● **Page extract**
+--

Wednesday, May 6, 2009

Follow the Leader...

Greetings good citizen,

Many of the commentors on Barry Ritholtz’s blog are traders, I found it very telling that not one of them had a clue as to why the markets rose yesterday…which tells us something all by itself. It tells us that playing the market is more like ‘follow the leader’ than ‘King of the hill’.

Once again we learn (after the trading day ended) that ‘volume’ was ‘light’ in yesterday’s markets so the ‘rally’ wasn’t ‘broad based’.

Perhaps more disturbing is the ‘green shoots’ they keep yapping about. I’m not seeing them and I’m reasonably sure no one else is either…our friend Mr. Williams over at Shadowstats calls ‘em like he see’s em!

Flash Update Subscription required May 4th, 2009
• No Recovery, As Employment Conditions Weaken
• Systemic Solvency Crisis Intensifies As Broad Money Growth Softens Further
• U.S. Dollar Selling Could Pick Up Along with Fed's Ongoing Dollar Debasement Efforts


There it is good citizen! People without jobs have a tough time meeting their expenses. If that ‘lost’ job barely ‘cracked your nut’ then chances are good you don’t have a ‘cushion’ to fall back on.

Worse, if you manage to keep your job it’s not likely your paycheck will remain ‘intact’. The loss of customers will drive employers to dip into their ‘most reliable’ income stream…your pay.

Workers everywhere are being asked (or threatened) to choose between pay cuts or lay-offs…which is bizarre in itself. If they ‘need’ all of their workers then pay cuts make no sense. If they don’t need all of their workers, why keep them hanging around if there is not enough for them to do? You’d like to think the boss is being ‘merciful’ but the events of the recent past, when the boss handed out shitty little raises if you got one at all tells a different story.

Are pay cuts an opportunity too good for greedy employers to pass up?

With the job market being flatter than a pancake for the past two years…most will accept the pay cut.

Which is pretty strange because when the economy was ‘doing good’ (quarter after quarter of ‘record profits’) your employer didn’t give out raises in a ‘patriotic effort’ to keep inflation in check.

What do you suppose the employer is going to tell you when things ‘pick up’ again? (Not that there is much chance of that happening anytime soon.)

The times are well beyond ‘interesting’, they have become downright bizzare!

So we arrive at tonight’s offering from none other then Henry C.K. Liu…

The burden of elitism
By Henry C K Liu

This report is the second in a series.

+--

● **Aim 1**
In the blog post on markets and pay cuts, what are workers being asked to choose between?
● **Aim 2**
Continue the blog post on markets and pay cuts, starting right after its final sentence.

+--

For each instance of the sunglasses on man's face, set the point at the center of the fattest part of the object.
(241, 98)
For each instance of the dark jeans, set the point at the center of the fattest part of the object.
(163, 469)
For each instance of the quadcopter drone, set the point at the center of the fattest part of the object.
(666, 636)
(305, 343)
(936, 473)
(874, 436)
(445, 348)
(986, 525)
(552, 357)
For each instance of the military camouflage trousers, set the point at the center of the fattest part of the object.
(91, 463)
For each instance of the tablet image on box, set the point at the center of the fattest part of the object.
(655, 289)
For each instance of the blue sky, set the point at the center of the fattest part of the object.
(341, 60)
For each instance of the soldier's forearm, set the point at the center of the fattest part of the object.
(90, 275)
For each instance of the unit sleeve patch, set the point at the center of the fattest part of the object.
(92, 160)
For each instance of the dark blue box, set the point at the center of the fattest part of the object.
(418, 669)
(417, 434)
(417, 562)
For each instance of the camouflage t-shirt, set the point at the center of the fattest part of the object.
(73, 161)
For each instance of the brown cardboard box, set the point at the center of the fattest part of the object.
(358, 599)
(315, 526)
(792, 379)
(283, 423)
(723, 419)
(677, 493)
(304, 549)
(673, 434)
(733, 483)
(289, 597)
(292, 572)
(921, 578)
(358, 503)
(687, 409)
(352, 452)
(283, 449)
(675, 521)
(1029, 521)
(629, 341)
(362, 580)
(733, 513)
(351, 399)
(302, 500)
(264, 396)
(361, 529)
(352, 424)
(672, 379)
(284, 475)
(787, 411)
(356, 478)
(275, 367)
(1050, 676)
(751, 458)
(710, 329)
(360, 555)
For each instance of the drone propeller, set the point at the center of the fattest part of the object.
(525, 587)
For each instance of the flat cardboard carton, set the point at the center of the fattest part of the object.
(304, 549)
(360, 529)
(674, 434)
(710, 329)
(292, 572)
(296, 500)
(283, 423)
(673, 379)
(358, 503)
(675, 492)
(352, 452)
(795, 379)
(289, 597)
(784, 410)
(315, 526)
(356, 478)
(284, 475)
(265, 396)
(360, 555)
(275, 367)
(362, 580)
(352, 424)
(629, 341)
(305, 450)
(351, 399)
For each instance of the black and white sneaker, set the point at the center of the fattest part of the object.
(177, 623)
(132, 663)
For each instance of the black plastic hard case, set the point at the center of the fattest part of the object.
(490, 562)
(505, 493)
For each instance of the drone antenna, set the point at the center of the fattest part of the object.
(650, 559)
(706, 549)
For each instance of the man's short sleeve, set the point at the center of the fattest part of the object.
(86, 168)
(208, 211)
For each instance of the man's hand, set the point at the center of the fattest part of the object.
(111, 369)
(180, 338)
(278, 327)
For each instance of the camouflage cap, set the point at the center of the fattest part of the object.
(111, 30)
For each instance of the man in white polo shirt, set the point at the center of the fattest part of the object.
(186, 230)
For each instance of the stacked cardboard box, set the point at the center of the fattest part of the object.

+--

● **Task response 1**
Pay cuts or lay-offs.

● **Task response 2**
Part 1: Monetarism enters bankruptcy


From its founding in 1913, the dominant guiding principle of US central banking had been monetary rather than economic, notwithstanding that the Federal Reserve's founding charter directed it to conduct monetary policy to "accommodate the needs of commerce and industry".

There is an extensive field of monetarism economics that attempts to define the causal relationship of economic growth to monetary conditions and policies, but this body of work has yielded mostly selective positivism to support ideological preferences for the importance of money. A positive analysis is supposed to yield a description of what is if left alone without intervention. Yet "what is" in economics is generally the outcome of policy. Central bank policymakers have since focused on monetary policies designed to prevent inflation in order to counter investor fears about money defaulting on its role as a reliable storer of value. Maximizing the role of money as a storer of value is often accomplished by sacrificing the role of money as a facilitator of the maximization of economic value.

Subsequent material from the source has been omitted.